EXERCISE PASSAGE:
The RBF article, at every turn, contradicts not just the weight of settled law, but all settled law. It doesn't matter that Hadley v. Baxendale stated in 1854 that under certain circumstances special damages not foreseen when the contract was made can be recovered if circumstances were or should have been known to the defendant when the contract was made. Hadley v. Baxendale is a contract case and actually limits recoverable damages, which makes it hard to see the relevance of the RBF article's discussion of that classic decision. The authorities cited above all reject the notion that the insurance industry can seek such "tort consequences." Nor do the other cases cited in the RBF article help to vivify the dead concept of reverse bad faith.
Much of the RBF article is devoted to New York law. The article stresses Bi-Economy Marketing Inc. v. Harleysville Insurance Co. of N.Y., 10 N.Y.3d 187 (2008), which held that where fire destroyed the insured's business and the property insurer was slow in paying the damages, this amounted to bad faith claims handling and that therefore the insured could properly seek consequential damages for the collapse of its business, as the insurer should have been aware that any breach of its obligations to investigate in good faith and pay covered claims promptly would result in payment of damages to the insured for the loss of its business as a result of the breach. There is exactly nothing remarkable in that conclusion, nor any support for the RBF article's premise.

DATASET:

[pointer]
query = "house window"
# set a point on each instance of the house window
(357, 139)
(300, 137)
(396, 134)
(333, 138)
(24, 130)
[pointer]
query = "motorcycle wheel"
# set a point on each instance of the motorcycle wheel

REQUIRED ACTION 1: In the passage on reverse bad faith, what destroyed the insured's business in Bi-Economy Marketing Inc. v. Harleysville Insurance Co. of N.Y.?
REQUIRED ACTION 2: Carry on the passage on reverse bad faith, starting after its last sentence.

EXPECTED OUTPUT 1: A fire destroyed it.

EXPECTED OUTPUT 2:
Other New York cases cited in the RBF article are trial and intermediate appellate cases, some unpublished, that go the same way:
Savino: Insurance Co is subject to special, ie., consequential damages.
Rodriguez: same (punitive damages claim removed).
Grinshpun: consequential damages allowed in bad faith claim against the insurance company.
The RBF article claims that Endurance American Specialty Insurance Co. v. Lance-Kashian & Co., CV F 10-1284 (E. D. Cal.) seems to offer hope of "reverse bad faith" claims. The case involved a motion to dismiss. The insurer sued for declaratory relief that it was not liable for independent counsel (Cumis) fees because, among other things, the rates were too high. The court dismissed the claim of tortious bad faith (contra to the RBF article's point) but held that there could be breach of contract, including the duty of good faith and fair dealing, if the policyholder failed to cooperate in the defense of the third party claim. This was a ruling on the pleadings, citing Kransco extensively. Nothing at all that suggests an insurer would have a bad faith tort claim — Judge Lawrence O'Neil dismissed the tort claim!
The RBF article also cites Kaiser Foundation Hospitals v. North Star Reinsurance Corp., 90 Cal. App. 3d 786 (1979). In Kaiser, an insurer claimed that Kaiser and another insurer had conspired to assign a large number of claims — evidently for continuous injuries — to specific policy years to exhaust the primary and hit the plaintiff excess insurer early. The court overruled a demurrer. The case is of no consequence inasmuch as certainly any party to any contract has a duty of good faith and fair dealing to the other parties, but, again, its violation of that universal condition is a breach of contract, not a tort.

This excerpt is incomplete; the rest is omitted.